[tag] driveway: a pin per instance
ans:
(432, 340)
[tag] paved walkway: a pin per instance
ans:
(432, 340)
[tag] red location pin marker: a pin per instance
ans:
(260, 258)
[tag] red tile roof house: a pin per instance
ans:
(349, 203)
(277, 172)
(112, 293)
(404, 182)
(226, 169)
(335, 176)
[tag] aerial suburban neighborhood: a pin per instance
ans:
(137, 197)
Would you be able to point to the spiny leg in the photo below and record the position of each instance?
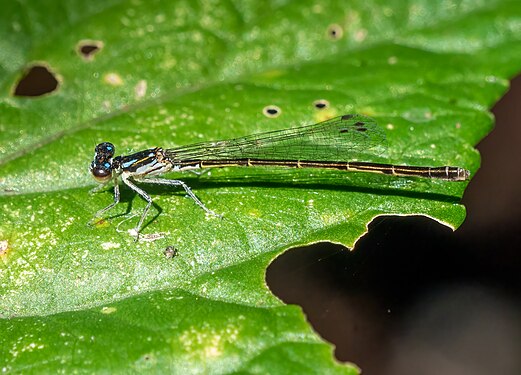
(145, 196)
(116, 198)
(163, 181)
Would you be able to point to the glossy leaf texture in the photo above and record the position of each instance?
(80, 297)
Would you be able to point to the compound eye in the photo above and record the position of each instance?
(106, 149)
(101, 173)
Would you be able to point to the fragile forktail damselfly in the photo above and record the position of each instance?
(331, 144)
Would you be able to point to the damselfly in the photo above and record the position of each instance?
(338, 143)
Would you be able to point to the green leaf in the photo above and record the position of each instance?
(75, 297)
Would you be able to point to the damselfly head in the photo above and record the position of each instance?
(101, 166)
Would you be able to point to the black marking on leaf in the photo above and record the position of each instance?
(321, 104)
(271, 111)
(37, 80)
(335, 31)
(87, 49)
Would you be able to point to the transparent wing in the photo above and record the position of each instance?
(349, 137)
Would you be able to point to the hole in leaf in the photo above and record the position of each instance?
(87, 49)
(37, 80)
(271, 111)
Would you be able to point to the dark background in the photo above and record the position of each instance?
(414, 297)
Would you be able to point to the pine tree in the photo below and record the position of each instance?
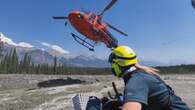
(14, 62)
(55, 65)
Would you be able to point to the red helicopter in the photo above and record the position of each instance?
(92, 27)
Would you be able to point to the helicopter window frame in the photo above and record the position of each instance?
(92, 17)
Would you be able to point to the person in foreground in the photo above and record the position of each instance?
(144, 89)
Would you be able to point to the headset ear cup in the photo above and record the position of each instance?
(116, 70)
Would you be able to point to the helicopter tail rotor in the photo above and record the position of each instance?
(117, 30)
(62, 18)
(108, 7)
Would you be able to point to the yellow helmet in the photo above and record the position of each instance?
(122, 56)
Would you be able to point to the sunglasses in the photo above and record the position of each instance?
(114, 56)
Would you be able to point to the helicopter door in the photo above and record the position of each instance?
(92, 18)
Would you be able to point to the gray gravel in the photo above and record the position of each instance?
(54, 92)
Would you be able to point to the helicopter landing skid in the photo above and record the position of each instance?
(83, 42)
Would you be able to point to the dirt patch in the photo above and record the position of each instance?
(53, 92)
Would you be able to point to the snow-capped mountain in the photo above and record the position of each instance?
(46, 56)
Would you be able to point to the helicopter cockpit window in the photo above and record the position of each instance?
(92, 17)
(80, 16)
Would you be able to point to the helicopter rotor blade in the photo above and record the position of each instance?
(60, 17)
(108, 7)
(117, 30)
(193, 3)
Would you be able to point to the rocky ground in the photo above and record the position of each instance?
(54, 92)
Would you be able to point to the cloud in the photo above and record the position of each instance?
(9, 41)
(24, 44)
(54, 47)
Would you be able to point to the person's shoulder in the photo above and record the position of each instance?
(143, 76)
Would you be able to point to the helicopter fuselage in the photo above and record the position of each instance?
(91, 26)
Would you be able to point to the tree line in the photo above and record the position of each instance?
(10, 63)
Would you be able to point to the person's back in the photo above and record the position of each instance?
(151, 92)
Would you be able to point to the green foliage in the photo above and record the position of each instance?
(179, 69)
(10, 63)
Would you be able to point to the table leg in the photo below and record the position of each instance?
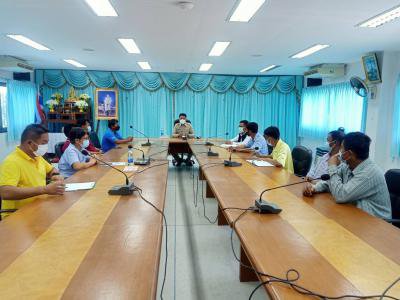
(245, 274)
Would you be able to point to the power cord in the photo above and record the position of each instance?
(291, 282)
(139, 190)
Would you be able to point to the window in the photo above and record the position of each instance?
(329, 107)
(3, 107)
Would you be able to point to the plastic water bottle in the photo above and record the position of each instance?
(130, 157)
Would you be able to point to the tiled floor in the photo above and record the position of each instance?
(200, 260)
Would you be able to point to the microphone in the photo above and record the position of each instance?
(265, 207)
(147, 144)
(141, 162)
(120, 190)
(207, 143)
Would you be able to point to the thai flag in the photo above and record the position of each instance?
(40, 116)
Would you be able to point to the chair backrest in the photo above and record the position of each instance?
(393, 183)
(302, 159)
(57, 149)
(94, 138)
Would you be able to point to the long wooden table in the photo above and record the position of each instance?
(87, 244)
(338, 249)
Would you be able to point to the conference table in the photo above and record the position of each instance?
(89, 245)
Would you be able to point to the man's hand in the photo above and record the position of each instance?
(55, 188)
(308, 190)
(334, 160)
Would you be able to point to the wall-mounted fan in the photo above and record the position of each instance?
(359, 86)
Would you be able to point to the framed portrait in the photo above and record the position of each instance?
(371, 68)
(106, 104)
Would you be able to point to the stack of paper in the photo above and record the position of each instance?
(260, 163)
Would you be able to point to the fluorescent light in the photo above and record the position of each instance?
(205, 67)
(382, 18)
(269, 68)
(246, 10)
(309, 51)
(218, 48)
(24, 40)
(74, 63)
(144, 65)
(129, 45)
(102, 8)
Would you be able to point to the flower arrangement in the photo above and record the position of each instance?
(51, 103)
(84, 97)
(81, 104)
(57, 97)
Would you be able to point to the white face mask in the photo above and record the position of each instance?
(85, 144)
(42, 150)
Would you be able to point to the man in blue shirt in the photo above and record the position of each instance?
(112, 137)
(256, 144)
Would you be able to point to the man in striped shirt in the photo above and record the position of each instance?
(355, 178)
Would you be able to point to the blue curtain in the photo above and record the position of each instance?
(329, 107)
(395, 149)
(21, 106)
(214, 114)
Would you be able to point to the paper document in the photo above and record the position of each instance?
(69, 187)
(260, 163)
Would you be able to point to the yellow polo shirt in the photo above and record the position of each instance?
(283, 155)
(19, 169)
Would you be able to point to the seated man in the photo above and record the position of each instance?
(334, 141)
(183, 129)
(355, 178)
(281, 156)
(72, 159)
(85, 125)
(23, 173)
(112, 138)
(242, 137)
(256, 143)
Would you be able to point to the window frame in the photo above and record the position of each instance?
(2, 129)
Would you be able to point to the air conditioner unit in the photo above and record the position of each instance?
(13, 64)
(326, 70)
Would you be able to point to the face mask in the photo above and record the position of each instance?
(42, 150)
(85, 144)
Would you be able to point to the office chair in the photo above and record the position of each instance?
(392, 177)
(302, 159)
(57, 149)
(5, 210)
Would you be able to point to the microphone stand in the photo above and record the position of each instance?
(147, 144)
(118, 190)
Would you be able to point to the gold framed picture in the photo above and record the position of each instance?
(106, 104)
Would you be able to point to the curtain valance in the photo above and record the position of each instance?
(173, 81)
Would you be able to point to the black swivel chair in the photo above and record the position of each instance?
(302, 159)
(58, 149)
(393, 183)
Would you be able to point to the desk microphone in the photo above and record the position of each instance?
(147, 144)
(141, 162)
(207, 143)
(265, 207)
(120, 190)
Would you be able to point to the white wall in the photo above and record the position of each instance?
(379, 111)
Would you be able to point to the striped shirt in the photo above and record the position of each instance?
(364, 187)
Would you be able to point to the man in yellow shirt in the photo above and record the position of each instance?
(24, 172)
(281, 155)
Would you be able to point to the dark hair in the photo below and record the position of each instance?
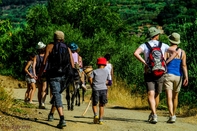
(107, 57)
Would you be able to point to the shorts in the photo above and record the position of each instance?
(99, 96)
(153, 83)
(173, 82)
(29, 80)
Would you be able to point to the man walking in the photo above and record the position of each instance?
(56, 77)
(153, 84)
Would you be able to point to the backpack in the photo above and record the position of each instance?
(59, 60)
(39, 61)
(156, 61)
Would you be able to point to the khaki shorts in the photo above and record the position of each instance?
(172, 82)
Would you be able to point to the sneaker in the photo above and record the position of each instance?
(154, 119)
(96, 119)
(171, 119)
(84, 87)
(61, 124)
(150, 117)
(50, 117)
(100, 122)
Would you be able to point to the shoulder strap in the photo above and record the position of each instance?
(148, 45)
(160, 44)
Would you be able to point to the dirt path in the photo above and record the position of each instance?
(116, 119)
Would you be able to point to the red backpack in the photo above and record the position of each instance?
(156, 60)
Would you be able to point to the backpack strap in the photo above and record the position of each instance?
(181, 51)
(148, 45)
(160, 44)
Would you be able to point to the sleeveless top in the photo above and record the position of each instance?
(174, 66)
(75, 57)
(108, 67)
(39, 60)
(30, 69)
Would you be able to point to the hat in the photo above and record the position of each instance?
(40, 45)
(153, 31)
(73, 46)
(174, 38)
(101, 61)
(59, 35)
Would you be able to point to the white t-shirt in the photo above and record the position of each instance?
(153, 43)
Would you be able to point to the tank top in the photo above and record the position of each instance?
(75, 57)
(108, 67)
(174, 66)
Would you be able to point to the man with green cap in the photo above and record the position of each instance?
(153, 84)
(55, 77)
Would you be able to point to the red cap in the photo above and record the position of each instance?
(101, 61)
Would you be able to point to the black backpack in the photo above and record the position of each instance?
(59, 60)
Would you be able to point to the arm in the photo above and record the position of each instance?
(173, 54)
(137, 53)
(184, 67)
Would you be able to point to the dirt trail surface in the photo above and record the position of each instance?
(116, 119)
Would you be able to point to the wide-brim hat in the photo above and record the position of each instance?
(174, 38)
(152, 31)
(101, 61)
(74, 47)
(59, 35)
(40, 45)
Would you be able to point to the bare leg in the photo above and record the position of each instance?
(44, 92)
(151, 101)
(33, 87)
(101, 111)
(169, 101)
(175, 102)
(94, 108)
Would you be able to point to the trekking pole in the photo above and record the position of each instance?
(87, 106)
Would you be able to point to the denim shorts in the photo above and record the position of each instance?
(55, 84)
(99, 96)
(153, 83)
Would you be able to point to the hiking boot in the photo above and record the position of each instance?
(171, 119)
(150, 117)
(96, 119)
(154, 119)
(50, 117)
(61, 124)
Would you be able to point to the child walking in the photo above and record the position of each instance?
(99, 79)
(30, 79)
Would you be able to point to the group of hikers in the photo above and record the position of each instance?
(174, 75)
(171, 74)
(53, 64)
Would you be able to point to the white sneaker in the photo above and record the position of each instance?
(171, 119)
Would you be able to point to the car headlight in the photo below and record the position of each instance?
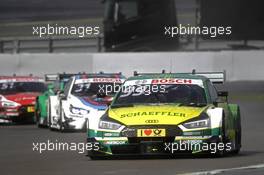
(203, 122)
(109, 125)
(78, 111)
(9, 104)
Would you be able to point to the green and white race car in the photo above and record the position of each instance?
(166, 114)
(56, 84)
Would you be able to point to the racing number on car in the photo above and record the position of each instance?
(151, 132)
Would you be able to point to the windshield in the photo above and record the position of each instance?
(20, 87)
(169, 93)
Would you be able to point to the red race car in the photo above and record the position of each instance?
(18, 97)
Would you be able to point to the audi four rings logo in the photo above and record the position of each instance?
(152, 121)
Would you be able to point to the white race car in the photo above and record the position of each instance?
(84, 96)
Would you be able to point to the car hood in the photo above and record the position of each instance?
(157, 115)
(23, 98)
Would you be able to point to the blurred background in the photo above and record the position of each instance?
(130, 25)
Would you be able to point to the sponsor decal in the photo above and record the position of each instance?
(151, 132)
(152, 121)
(160, 113)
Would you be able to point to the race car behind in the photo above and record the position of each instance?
(18, 96)
(56, 83)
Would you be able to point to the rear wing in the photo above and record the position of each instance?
(214, 77)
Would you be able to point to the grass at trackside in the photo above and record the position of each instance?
(21, 29)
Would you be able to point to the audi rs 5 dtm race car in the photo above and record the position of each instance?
(56, 84)
(18, 96)
(84, 96)
(165, 114)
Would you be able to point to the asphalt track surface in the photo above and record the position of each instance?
(17, 155)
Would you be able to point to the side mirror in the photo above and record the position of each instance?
(50, 86)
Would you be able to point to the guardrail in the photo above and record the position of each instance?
(51, 45)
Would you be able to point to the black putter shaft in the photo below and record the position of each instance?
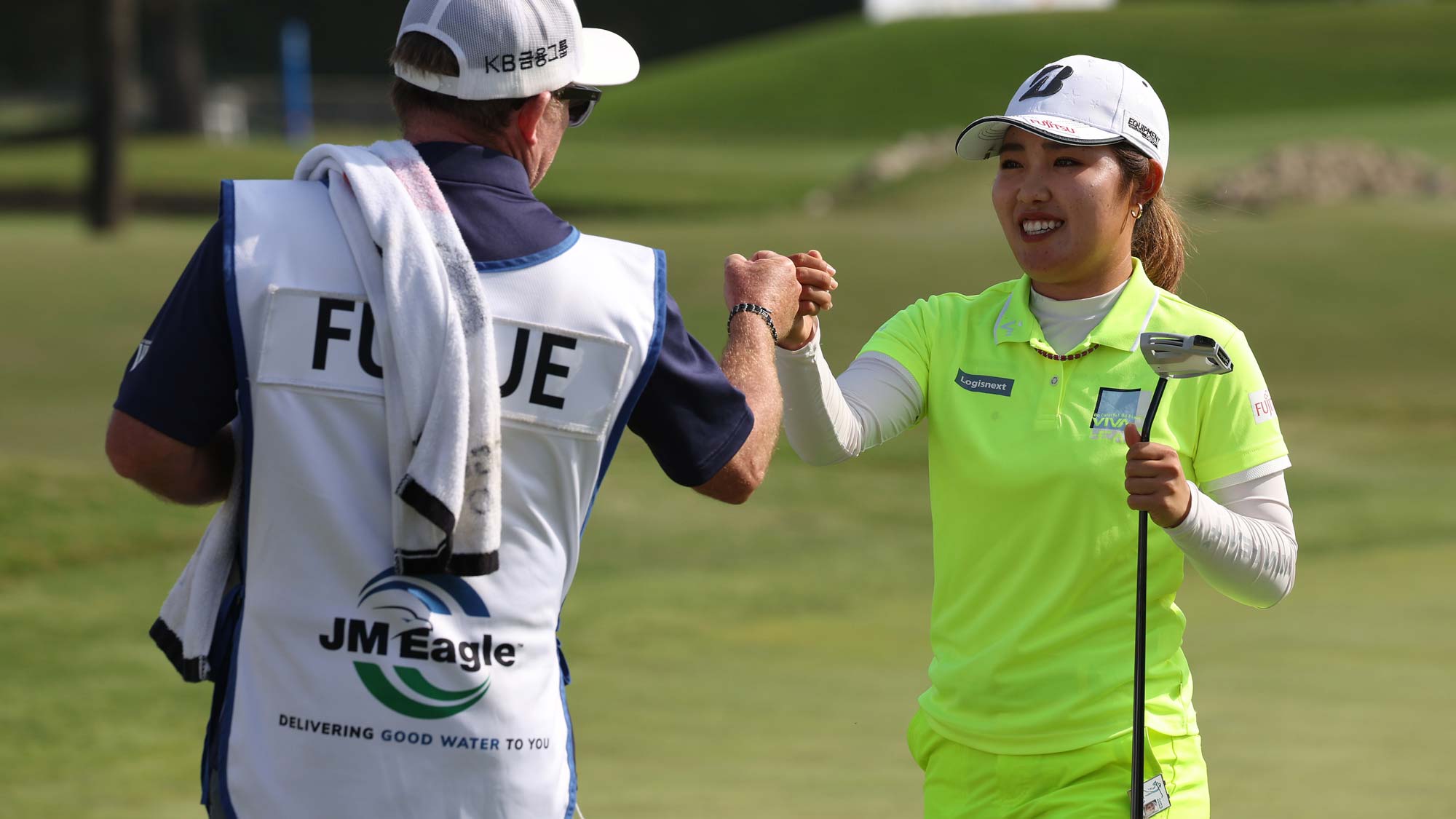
(1141, 640)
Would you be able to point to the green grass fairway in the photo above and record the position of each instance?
(764, 660)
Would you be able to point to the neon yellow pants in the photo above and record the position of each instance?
(1088, 783)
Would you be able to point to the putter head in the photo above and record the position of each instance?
(1177, 356)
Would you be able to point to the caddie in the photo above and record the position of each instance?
(405, 378)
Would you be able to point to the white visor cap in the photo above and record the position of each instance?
(1078, 101)
(516, 49)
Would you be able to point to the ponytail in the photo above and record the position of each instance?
(1158, 238)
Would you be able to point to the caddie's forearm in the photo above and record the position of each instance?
(193, 475)
(749, 365)
(1249, 557)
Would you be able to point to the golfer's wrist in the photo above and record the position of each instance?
(758, 315)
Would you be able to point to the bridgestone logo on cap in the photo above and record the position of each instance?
(1145, 130)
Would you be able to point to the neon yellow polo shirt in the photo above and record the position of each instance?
(1036, 550)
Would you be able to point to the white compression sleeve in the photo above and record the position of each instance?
(831, 420)
(1243, 539)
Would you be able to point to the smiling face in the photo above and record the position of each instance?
(1068, 215)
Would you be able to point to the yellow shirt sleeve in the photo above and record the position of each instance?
(1240, 429)
(906, 339)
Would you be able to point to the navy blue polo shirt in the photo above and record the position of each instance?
(183, 384)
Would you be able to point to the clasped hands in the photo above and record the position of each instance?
(797, 285)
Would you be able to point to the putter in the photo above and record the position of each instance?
(1171, 356)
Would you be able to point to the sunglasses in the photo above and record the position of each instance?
(580, 101)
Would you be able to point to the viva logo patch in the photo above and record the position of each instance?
(984, 384)
(1117, 408)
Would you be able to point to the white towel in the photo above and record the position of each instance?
(442, 395)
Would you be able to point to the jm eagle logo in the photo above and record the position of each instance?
(430, 625)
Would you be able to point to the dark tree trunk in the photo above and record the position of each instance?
(111, 44)
(180, 78)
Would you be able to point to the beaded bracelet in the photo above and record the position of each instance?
(759, 309)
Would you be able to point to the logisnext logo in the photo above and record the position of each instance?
(439, 659)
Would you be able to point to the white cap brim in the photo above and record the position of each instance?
(984, 138)
(606, 59)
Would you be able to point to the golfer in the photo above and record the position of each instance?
(1033, 391)
(407, 376)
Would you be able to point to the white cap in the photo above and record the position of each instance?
(516, 49)
(1080, 101)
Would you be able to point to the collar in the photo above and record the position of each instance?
(1122, 327)
(477, 165)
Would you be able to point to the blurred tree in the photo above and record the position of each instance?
(110, 50)
(178, 78)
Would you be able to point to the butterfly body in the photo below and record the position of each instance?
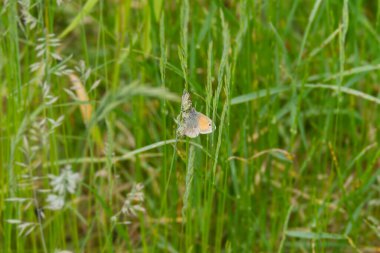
(196, 123)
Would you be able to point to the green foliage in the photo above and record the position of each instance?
(89, 90)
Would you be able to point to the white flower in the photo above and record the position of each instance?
(55, 202)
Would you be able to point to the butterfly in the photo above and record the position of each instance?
(193, 122)
(196, 123)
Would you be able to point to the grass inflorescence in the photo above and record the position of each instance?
(90, 155)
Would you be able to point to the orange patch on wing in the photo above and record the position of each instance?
(203, 122)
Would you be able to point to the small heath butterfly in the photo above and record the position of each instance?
(193, 122)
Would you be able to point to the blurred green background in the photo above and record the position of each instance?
(89, 98)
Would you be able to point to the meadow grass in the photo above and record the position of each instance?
(89, 101)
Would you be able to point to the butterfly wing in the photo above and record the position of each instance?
(191, 128)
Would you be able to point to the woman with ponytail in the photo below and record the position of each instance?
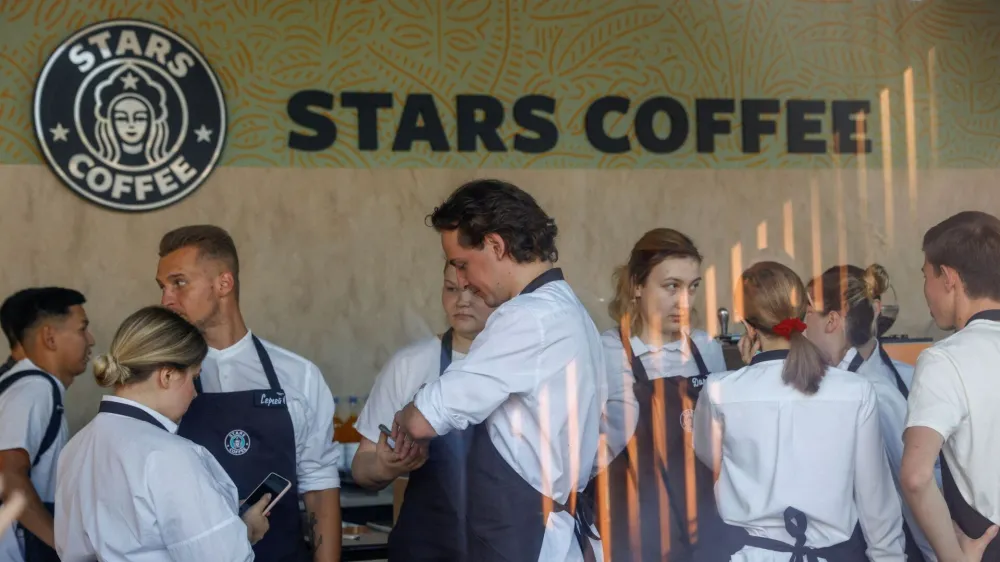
(843, 312)
(796, 444)
(655, 496)
(128, 487)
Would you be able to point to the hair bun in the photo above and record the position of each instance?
(109, 372)
(876, 280)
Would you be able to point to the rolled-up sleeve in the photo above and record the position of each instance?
(504, 360)
(317, 456)
(200, 525)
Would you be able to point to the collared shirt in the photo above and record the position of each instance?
(821, 454)
(130, 491)
(673, 359)
(310, 403)
(892, 420)
(397, 383)
(535, 376)
(25, 411)
(956, 390)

---

■ **Problem details**: Leaving out every picture, extract verbatim the lines from the one containing "Would you be able to point to the small" through the last line of the listing, inclusive.

■ **Exercise output**:
Would you be able to point to the small heath butterfly in the photo above and record the position of each instance?
(193, 122)
Would you be able to point to the blurred green background in the photo above and record the position of each instance?
(89, 98)
Would you be able to point to the meadow grass in the photo above and record the position of each instance?
(89, 101)
Would you be able to point to the butterfly wing in the photo above and record the position of each instance?
(191, 128)
Would you be able to point to the woman with ponytail in the photo below and record the position of each instance?
(843, 312)
(796, 444)
(655, 496)
(128, 487)
Would you be able to point to the hair bun in the photo above and record the position of each instance?
(109, 372)
(876, 280)
Would you be able to point to the rolled-up sleeve in the photo above and record the position of each instance?
(504, 360)
(317, 456)
(200, 525)
Would you be able to point to the collared shirt in the photo above and record the position of each instance?
(821, 454)
(130, 491)
(673, 359)
(310, 403)
(892, 420)
(397, 383)
(535, 376)
(25, 411)
(956, 390)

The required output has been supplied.